**Task item**. Gather, from the data below, each line in which the word "segment" occurs.

**Entries provided**.
Start of Block
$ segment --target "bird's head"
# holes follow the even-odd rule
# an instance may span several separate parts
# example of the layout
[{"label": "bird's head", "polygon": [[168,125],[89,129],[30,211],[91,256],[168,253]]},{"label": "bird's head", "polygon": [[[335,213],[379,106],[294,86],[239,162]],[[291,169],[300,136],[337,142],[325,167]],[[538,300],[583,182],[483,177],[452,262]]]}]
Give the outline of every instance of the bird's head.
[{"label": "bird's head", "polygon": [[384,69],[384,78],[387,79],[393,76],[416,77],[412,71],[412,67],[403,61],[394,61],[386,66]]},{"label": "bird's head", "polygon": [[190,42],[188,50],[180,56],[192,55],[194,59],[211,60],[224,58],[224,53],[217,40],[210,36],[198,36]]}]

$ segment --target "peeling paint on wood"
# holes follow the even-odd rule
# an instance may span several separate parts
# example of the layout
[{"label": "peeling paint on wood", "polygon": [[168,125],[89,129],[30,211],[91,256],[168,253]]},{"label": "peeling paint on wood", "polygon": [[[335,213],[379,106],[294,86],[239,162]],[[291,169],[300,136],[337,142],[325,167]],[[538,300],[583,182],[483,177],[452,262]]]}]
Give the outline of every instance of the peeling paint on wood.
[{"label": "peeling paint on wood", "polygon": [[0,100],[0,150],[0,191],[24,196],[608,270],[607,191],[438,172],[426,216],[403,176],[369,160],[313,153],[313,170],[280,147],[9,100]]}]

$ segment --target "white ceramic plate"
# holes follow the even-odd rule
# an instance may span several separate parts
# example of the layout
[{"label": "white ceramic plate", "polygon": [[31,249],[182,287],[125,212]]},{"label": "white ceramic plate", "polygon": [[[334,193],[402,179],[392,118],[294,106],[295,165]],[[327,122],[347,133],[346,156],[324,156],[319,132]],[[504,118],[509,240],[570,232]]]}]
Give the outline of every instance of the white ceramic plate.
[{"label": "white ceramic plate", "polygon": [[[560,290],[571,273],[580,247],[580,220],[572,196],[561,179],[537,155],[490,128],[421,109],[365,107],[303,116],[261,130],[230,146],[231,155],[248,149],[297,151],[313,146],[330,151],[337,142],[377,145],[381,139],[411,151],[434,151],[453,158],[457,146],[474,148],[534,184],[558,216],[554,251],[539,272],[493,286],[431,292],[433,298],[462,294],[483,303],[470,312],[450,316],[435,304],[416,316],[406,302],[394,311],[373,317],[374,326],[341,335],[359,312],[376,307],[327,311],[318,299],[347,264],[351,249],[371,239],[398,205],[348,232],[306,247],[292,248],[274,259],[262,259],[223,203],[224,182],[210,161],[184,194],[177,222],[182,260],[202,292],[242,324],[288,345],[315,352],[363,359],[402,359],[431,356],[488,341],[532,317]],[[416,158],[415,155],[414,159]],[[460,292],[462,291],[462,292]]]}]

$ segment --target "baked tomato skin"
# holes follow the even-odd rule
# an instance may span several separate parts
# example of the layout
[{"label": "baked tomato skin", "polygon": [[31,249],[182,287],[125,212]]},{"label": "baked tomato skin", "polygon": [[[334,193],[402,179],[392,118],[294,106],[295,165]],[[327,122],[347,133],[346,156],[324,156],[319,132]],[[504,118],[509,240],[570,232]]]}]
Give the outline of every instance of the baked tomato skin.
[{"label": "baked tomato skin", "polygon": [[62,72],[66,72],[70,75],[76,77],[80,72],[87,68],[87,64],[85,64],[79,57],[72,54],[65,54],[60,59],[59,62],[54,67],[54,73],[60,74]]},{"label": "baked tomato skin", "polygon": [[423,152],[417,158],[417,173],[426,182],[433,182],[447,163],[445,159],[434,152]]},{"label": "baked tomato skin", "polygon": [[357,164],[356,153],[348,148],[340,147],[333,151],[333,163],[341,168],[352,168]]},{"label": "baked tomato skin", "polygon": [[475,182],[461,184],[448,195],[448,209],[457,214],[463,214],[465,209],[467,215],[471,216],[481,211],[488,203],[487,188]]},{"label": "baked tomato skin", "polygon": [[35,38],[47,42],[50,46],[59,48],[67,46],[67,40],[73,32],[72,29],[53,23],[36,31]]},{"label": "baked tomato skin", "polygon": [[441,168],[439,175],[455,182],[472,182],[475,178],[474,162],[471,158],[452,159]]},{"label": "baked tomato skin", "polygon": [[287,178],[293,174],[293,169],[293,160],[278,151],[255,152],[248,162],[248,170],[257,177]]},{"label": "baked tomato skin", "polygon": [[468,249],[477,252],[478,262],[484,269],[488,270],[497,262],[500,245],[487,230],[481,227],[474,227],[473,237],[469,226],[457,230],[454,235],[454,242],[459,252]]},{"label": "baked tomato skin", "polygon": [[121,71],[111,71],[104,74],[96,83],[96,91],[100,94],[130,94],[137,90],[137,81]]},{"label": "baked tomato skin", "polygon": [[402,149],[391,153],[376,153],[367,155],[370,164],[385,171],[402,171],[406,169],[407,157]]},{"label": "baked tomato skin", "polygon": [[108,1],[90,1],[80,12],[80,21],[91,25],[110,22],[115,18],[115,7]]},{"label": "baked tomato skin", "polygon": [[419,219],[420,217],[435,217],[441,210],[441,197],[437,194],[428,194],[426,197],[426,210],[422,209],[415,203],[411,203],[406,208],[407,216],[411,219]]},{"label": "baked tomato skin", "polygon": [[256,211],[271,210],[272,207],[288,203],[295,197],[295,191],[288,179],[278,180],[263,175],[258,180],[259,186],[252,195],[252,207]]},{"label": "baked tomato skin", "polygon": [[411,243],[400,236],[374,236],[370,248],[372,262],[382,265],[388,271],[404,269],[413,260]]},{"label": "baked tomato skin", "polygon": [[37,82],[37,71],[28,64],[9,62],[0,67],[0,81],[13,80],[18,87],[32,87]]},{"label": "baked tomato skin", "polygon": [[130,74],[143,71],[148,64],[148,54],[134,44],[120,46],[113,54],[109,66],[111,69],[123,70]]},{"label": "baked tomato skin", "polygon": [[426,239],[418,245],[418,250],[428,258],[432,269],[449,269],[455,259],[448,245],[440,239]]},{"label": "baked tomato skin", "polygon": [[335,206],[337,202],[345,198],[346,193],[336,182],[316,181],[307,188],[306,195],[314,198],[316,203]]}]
End of Block
**Result below**.
$ segment --target "bird's head"
$ segment --target "peeling paint on wood"
$ segment --target "white ceramic plate"
$ segment --target "baked tomato skin"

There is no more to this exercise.